PROBLEM STATEMENT: Beginning at the line that contains "Every instance gets one point. Tag the locomotive cab" and ending at the last line of the entries, write out each line exactly; include nothing outside that span.

-- start of INPUT RECORDS --

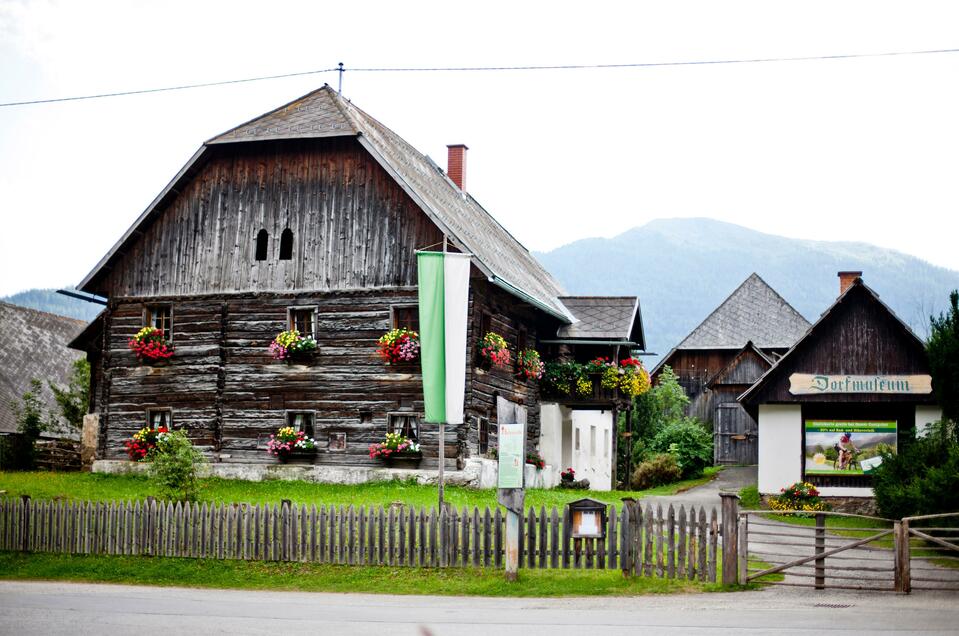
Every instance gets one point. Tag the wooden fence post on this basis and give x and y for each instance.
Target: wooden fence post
(820, 548)
(902, 556)
(730, 529)
(743, 531)
(25, 523)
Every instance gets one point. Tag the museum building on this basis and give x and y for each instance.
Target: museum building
(855, 384)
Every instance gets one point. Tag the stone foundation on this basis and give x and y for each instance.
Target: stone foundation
(477, 473)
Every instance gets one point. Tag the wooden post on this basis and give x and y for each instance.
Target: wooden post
(743, 549)
(902, 556)
(513, 500)
(730, 509)
(439, 476)
(25, 523)
(820, 548)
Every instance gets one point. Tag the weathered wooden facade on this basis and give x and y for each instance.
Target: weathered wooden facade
(871, 369)
(311, 212)
(725, 354)
(735, 434)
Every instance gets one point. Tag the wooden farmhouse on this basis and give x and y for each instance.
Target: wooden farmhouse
(722, 357)
(857, 382)
(309, 216)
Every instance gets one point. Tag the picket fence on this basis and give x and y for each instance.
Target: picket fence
(672, 544)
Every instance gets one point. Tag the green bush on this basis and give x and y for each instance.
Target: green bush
(689, 441)
(659, 470)
(922, 479)
(174, 467)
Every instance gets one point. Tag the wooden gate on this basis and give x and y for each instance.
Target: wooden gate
(923, 546)
(849, 556)
(735, 436)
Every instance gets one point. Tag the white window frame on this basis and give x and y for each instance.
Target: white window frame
(290, 324)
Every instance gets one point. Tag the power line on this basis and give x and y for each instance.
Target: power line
(453, 69)
(165, 88)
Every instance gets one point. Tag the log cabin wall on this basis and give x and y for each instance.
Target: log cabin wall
(505, 316)
(223, 386)
(355, 235)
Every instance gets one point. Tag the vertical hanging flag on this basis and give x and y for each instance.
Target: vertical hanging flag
(443, 300)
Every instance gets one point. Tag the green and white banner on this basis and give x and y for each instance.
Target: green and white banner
(444, 305)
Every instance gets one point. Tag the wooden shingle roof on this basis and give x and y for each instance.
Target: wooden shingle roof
(753, 312)
(607, 318)
(324, 113)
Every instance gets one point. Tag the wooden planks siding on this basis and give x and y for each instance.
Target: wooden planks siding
(353, 226)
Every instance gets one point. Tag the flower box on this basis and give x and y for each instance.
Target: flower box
(149, 345)
(290, 346)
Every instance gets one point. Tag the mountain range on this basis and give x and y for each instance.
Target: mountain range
(682, 269)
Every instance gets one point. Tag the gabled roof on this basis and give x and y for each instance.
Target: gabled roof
(736, 373)
(605, 318)
(753, 312)
(855, 288)
(324, 113)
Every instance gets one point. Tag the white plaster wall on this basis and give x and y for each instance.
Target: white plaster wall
(780, 446)
(551, 433)
(593, 462)
(926, 415)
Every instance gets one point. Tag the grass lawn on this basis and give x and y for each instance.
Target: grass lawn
(308, 577)
(100, 487)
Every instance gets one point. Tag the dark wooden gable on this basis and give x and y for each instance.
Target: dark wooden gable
(352, 225)
(858, 335)
(743, 370)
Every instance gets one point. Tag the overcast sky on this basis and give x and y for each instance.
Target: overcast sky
(853, 149)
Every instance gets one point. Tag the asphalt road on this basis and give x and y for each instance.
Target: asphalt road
(57, 608)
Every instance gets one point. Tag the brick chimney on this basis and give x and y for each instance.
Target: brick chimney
(846, 279)
(456, 164)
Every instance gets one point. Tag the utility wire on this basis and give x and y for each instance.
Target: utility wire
(452, 69)
(166, 88)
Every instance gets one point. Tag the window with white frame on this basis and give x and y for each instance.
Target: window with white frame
(301, 421)
(160, 317)
(407, 424)
(303, 319)
(160, 418)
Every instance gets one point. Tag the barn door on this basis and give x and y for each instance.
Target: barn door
(735, 436)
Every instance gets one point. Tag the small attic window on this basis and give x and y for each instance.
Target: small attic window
(262, 239)
(286, 245)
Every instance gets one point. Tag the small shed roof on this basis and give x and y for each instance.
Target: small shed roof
(606, 318)
(33, 344)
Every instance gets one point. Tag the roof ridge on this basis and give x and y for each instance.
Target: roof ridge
(43, 311)
(266, 114)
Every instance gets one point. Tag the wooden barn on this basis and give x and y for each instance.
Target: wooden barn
(738, 342)
(858, 382)
(309, 216)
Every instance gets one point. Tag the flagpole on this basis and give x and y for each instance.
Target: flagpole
(442, 460)
(441, 476)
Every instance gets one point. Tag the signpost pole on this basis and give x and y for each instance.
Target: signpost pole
(511, 494)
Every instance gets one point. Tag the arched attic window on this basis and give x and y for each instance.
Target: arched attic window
(286, 245)
(262, 242)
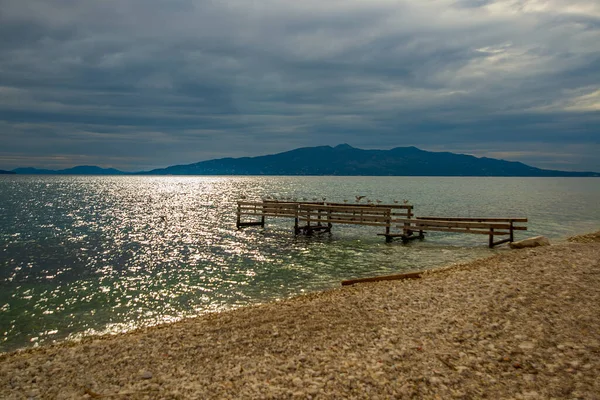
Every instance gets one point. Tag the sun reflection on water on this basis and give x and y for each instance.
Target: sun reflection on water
(88, 255)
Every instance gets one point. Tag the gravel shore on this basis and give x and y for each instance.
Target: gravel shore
(524, 324)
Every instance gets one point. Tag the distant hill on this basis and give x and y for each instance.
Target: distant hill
(342, 160)
(80, 170)
(347, 160)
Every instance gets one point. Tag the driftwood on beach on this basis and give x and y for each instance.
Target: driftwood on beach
(395, 277)
(519, 325)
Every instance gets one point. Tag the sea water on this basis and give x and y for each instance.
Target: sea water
(82, 255)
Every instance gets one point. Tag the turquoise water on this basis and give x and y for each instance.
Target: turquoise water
(89, 255)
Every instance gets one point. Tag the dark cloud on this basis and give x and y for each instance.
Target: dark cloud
(139, 84)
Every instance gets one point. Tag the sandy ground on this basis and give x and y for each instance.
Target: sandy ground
(521, 325)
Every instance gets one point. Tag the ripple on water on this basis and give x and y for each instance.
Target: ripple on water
(86, 255)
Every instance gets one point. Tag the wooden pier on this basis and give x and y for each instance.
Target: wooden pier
(397, 220)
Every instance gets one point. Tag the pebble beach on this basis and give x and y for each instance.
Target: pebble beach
(523, 324)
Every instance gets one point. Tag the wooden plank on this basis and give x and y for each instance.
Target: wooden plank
(347, 222)
(349, 218)
(459, 230)
(474, 219)
(456, 224)
(410, 275)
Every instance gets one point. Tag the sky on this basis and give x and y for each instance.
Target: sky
(142, 84)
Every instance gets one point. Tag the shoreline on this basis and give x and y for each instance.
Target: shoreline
(518, 324)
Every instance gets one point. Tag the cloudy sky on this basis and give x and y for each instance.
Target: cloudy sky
(140, 84)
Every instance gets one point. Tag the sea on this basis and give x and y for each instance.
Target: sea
(91, 255)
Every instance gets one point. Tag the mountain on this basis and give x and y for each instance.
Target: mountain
(80, 170)
(347, 160)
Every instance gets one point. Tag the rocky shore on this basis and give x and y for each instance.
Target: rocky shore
(524, 324)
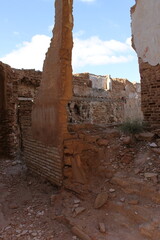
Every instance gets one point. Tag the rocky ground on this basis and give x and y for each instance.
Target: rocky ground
(121, 203)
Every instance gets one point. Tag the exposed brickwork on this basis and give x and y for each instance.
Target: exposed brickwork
(150, 81)
(8, 111)
(103, 106)
(43, 159)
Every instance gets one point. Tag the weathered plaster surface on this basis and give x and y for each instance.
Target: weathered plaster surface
(146, 30)
(49, 113)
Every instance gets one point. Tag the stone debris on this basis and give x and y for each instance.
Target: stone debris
(152, 176)
(145, 136)
(78, 210)
(153, 145)
(101, 199)
(80, 234)
(102, 227)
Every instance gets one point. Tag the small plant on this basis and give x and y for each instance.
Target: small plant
(132, 127)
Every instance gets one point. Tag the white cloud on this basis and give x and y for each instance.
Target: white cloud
(29, 54)
(87, 0)
(92, 51)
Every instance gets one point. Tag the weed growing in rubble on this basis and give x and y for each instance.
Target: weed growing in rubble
(132, 127)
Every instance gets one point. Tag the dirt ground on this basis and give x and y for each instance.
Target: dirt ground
(122, 202)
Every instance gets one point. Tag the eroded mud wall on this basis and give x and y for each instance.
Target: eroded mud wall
(146, 42)
(44, 143)
(8, 110)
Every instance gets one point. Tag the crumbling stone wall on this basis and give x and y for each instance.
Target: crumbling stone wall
(8, 110)
(98, 104)
(17, 91)
(146, 35)
(43, 145)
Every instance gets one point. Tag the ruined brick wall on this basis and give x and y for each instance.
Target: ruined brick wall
(28, 82)
(145, 39)
(43, 145)
(103, 106)
(150, 81)
(8, 110)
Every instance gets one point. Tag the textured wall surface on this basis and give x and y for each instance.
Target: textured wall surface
(146, 41)
(92, 104)
(8, 111)
(43, 146)
(146, 30)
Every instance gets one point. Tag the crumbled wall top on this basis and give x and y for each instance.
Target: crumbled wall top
(146, 30)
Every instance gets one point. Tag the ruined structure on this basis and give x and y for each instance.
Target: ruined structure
(146, 35)
(44, 145)
(68, 124)
(18, 89)
(103, 100)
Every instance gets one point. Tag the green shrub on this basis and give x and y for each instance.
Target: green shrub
(132, 127)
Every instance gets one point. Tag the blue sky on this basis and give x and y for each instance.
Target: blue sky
(101, 36)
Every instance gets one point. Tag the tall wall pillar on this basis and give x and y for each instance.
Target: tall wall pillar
(146, 42)
(44, 146)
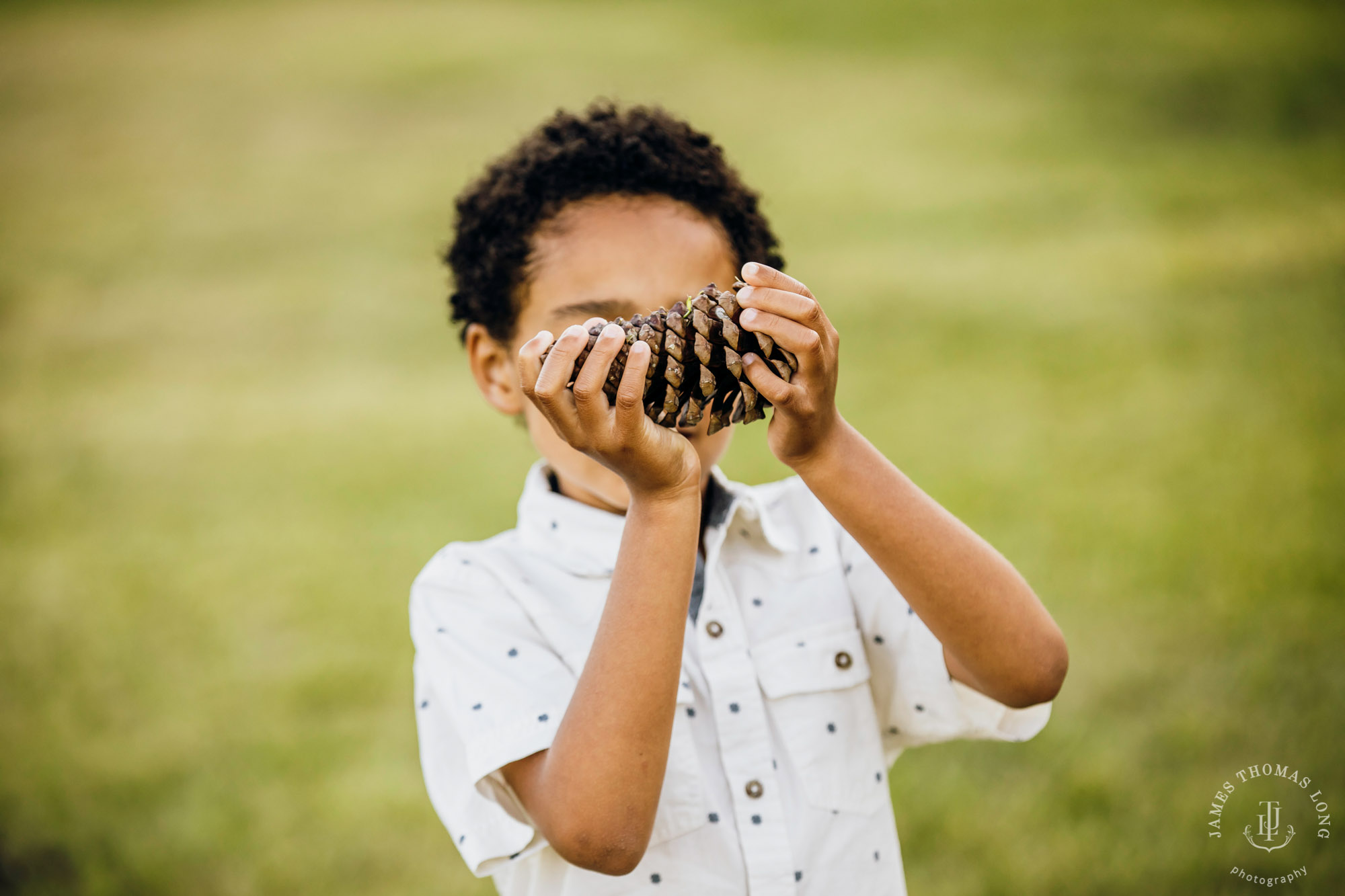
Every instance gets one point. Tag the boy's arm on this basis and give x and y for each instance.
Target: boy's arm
(997, 635)
(594, 792)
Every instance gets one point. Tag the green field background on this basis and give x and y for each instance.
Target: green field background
(1089, 267)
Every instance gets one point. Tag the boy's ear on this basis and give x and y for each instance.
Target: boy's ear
(496, 370)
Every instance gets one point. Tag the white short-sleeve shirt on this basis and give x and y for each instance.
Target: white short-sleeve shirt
(805, 674)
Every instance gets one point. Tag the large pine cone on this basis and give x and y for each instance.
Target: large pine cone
(696, 360)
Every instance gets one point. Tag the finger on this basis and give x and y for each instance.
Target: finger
(790, 334)
(787, 304)
(590, 399)
(758, 275)
(630, 395)
(549, 393)
(531, 361)
(766, 381)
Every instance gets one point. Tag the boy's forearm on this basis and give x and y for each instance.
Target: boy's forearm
(997, 635)
(598, 787)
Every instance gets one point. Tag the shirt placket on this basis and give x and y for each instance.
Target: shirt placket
(744, 732)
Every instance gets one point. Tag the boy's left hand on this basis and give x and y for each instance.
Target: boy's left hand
(805, 408)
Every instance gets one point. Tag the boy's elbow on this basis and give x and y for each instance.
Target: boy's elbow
(1050, 676)
(601, 850)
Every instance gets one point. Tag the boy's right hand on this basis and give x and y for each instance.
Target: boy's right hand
(654, 462)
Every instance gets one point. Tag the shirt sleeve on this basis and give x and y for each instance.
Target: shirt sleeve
(489, 690)
(915, 696)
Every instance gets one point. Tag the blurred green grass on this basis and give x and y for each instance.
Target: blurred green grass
(1089, 261)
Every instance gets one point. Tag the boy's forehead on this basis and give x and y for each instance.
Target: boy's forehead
(621, 257)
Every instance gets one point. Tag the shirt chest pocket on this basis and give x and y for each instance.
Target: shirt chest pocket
(816, 682)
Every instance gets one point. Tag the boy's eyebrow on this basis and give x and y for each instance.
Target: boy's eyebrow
(607, 309)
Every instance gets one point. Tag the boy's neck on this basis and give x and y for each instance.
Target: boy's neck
(586, 497)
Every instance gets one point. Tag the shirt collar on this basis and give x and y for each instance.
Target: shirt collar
(586, 540)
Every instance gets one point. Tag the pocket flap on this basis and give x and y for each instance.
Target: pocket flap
(824, 657)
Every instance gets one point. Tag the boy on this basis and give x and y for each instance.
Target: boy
(662, 678)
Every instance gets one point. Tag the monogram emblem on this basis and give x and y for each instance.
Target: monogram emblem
(1268, 827)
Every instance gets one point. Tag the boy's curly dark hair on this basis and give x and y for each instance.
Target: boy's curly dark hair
(637, 151)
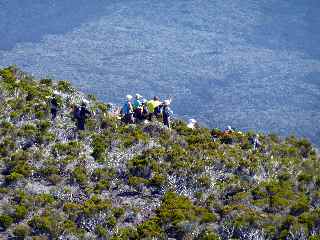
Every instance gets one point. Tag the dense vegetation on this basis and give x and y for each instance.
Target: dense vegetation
(143, 181)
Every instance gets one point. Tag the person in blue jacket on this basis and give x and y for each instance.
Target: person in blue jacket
(127, 111)
(83, 114)
(167, 113)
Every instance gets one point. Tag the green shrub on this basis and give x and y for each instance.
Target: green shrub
(99, 146)
(65, 86)
(118, 212)
(46, 81)
(208, 217)
(5, 221)
(13, 177)
(102, 185)
(101, 231)
(111, 221)
(175, 209)
(95, 205)
(149, 229)
(209, 235)
(20, 212)
(80, 176)
(126, 233)
(55, 179)
(157, 181)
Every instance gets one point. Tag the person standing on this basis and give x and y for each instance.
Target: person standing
(167, 113)
(54, 107)
(83, 115)
(137, 107)
(127, 110)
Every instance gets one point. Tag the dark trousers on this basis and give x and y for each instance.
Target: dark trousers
(166, 121)
(128, 118)
(53, 113)
(81, 124)
(138, 114)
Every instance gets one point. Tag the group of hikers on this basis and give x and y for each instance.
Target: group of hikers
(138, 109)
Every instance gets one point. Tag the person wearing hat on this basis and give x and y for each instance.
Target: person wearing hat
(137, 107)
(256, 142)
(192, 123)
(145, 111)
(54, 107)
(154, 107)
(83, 115)
(127, 110)
(167, 113)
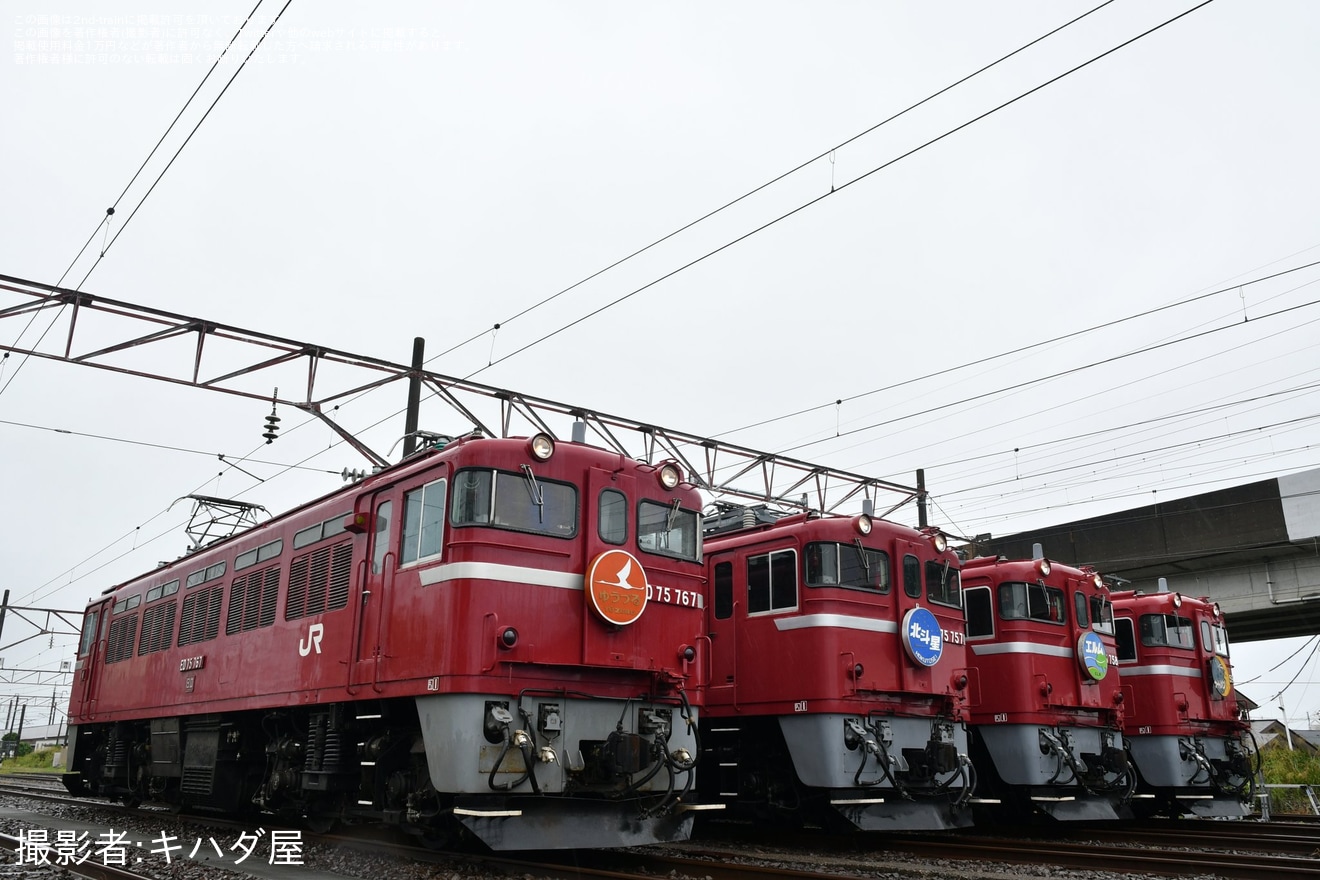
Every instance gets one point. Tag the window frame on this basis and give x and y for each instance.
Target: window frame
(768, 556)
(421, 532)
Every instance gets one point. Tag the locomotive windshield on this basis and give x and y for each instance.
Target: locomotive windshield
(1021, 600)
(515, 502)
(1167, 631)
(669, 531)
(846, 565)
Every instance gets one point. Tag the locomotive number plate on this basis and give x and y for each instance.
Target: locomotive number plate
(673, 597)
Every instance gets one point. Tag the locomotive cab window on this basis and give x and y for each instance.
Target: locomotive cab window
(613, 517)
(1019, 600)
(1125, 636)
(772, 582)
(424, 523)
(980, 612)
(846, 565)
(941, 583)
(1215, 639)
(1101, 615)
(1168, 631)
(669, 531)
(89, 632)
(518, 502)
(912, 577)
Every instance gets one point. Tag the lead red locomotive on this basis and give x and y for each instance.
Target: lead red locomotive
(500, 633)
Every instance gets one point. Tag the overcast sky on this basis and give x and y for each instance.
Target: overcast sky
(383, 172)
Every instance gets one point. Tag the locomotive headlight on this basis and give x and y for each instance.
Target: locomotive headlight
(669, 475)
(541, 446)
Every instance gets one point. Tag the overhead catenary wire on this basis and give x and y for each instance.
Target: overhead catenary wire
(826, 153)
(152, 188)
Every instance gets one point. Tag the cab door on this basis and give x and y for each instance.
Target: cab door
(87, 668)
(376, 589)
(722, 615)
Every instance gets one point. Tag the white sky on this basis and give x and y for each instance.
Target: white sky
(429, 169)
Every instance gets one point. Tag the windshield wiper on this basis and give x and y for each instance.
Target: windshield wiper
(536, 492)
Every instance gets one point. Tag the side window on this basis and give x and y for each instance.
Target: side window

-- end of INPUT RECORDS --

RESULT:
Every instance gets one point. Tag the locomotive cab window on this basis and give x and y for each instance.
Target: locomotive cab window
(613, 517)
(1019, 600)
(1125, 636)
(772, 582)
(424, 523)
(980, 612)
(846, 565)
(941, 583)
(1215, 639)
(1101, 615)
(1168, 631)
(669, 531)
(89, 632)
(518, 502)
(912, 577)
Every instance gets one point. Tag the lead red locomotive on this basis and give x and y for each instance.
Target: lead red locomotive
(500, 633)
Every instance gets one point. Tag the overcast sky on this basis and give x and y for each instance.
Target: overcast sky
(383, 172)
Every instance gets one point. Tag the locomotive headlight on this basis and give x and y for each instance.
Target: locomotive headlight
(669, 475)
(541, 446)
Every instance gets one point. Tag the overhead catenary wire on this basis and give x and y for each instance.
Target: overhead catenary wire
(826, 153)
(152, 188)
Every instance gets one point. Tag the cab door on this basis and give x and y for each instance.
Target: cab door
(87, 668)
(376, 589)
(722, 615)
Every instance gets one point. Tag the white sky on this basis and give x and y for each instance.
Target: white sky
(429, 169)
Every instance gets one point. Tag the windshield wiper on this basis and give x and y for each instance.
Target: windshield wiper
(536, 492)
Every instance gets one point. Tag the side window on this basis and give x and y for each instance.
Target: side window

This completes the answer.